**Given passage:**
Intimacy in Alienation: A Psychoanalytic Study of Hindu-Muslim Relationship (Online Presentation)
Saturday, October 11, 2025 | 10:00 AM – 12:00 PM
[2 CE Credits for Psychoanalysts, Psychologists, and Social Workers]
In India, Hindu-Muslim relationships have had a history of togetherness and conflict over centuries. This talk explores the delicate relationship between the history of the two communities and that of the intimate Hindu-Muslim couple. Exploring the psychological interiority of the couple causes us to rethink the social and cultural phenomena of otherness, identity, and desire. In the unconscious reside the unspoken conflicts that exist between the two communities. What keeps a couple going, and is love enough? The couple must explore the meanings to give to their identity, with or without religion. These themes will be illustrated through a psychobiography that unravels identity and desire in interfaith relationships.
Ashis Roy, PhD, is a psychoanalyst at the Delhi Chapter of the Indian Psychoanalytic Society. He works with adults and couples. For more than a decade he was faculty at the Centre of Psychotherapy and Clinical Research, Ambedkar University and is faculty at CAPA (China-American Psychoanalytic Alliance). He has an interest in clinical and cultural psychoanalysis and likes to participate in thinking spaces where different schools of psychoanalysis can dialogue with each other; he is interested in exploring Asian and South Asian cultures using psychoanalysis. He hosts podcasts on the New Books Network. He recently published the book Intimate Hindu-Muslim Relationships: A Psychoanalytic Exploration of the Self and the Other (Yoda, 2024).

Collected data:
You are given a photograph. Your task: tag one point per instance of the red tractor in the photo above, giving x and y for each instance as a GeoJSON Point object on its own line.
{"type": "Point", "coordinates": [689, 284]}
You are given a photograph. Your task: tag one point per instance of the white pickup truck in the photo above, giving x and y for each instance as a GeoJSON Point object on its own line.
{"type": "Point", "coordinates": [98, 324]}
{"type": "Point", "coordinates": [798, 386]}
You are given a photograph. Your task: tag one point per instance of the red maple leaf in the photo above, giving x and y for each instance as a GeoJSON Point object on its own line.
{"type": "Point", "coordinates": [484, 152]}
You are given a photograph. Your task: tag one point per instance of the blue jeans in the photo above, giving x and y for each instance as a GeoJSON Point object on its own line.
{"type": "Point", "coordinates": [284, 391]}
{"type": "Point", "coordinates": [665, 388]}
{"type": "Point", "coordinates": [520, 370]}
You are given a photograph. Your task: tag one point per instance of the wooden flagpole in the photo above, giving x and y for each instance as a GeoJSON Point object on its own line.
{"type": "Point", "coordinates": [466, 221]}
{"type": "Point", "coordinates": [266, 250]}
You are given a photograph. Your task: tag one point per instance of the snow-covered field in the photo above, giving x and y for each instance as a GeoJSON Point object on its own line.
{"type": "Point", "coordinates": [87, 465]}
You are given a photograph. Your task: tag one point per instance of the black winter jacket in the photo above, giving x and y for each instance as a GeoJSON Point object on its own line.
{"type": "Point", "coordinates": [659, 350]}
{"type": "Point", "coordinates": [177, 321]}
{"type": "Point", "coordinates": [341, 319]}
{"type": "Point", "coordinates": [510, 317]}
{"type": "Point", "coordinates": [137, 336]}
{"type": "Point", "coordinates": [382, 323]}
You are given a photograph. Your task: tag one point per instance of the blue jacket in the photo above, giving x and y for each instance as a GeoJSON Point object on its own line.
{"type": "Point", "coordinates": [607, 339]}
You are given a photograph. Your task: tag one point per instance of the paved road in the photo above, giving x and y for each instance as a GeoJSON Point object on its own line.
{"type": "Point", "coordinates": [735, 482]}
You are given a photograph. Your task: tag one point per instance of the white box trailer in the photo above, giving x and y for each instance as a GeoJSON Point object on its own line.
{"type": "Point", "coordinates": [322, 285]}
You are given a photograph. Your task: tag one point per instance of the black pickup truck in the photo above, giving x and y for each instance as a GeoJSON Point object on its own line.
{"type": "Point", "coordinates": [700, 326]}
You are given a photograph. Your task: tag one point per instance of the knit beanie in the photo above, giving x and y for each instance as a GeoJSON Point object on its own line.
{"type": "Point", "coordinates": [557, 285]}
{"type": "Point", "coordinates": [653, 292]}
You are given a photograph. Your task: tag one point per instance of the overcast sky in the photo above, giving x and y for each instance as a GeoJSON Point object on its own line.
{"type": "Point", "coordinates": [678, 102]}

**Complete the following:**
[A] In the presentation listing, which professions are the 2 CE credits offered to?
[B] Reproduce word for word the part of the presentation listing that begins at the words "Saturday, October 11, 2025" and ends after the words "in interfaith relationships.".

**Solutions:**
[A] Psychoanalysts, Psychologists, and Social Workers

[B]
Saturday, October 11, 2025 | 10:00 AM – 12:00 PM
[2 CE Credits for Psychoanalysts, Psychologists, and Social Workers]
In India, Hindu-Muslim relationships have had a history of togetherness and conflict over centuries. This talk explores the delicate relationship between the history of the two communities and that of the intimate Hindu-Muslim couple. Exploring the psychological interiority of the couple causes us to rethink the social and cultural phenomena of otherness, identity, and desire. In the unconscious reside the unspoken conflicts that exist between the two communities. What keeps a couple going, and is love enough? The couple must explore the meanings to give to their identity, with or without religion. These themes will be illustrated through a psychobiography that unravels identity and desire in interfaith relationships.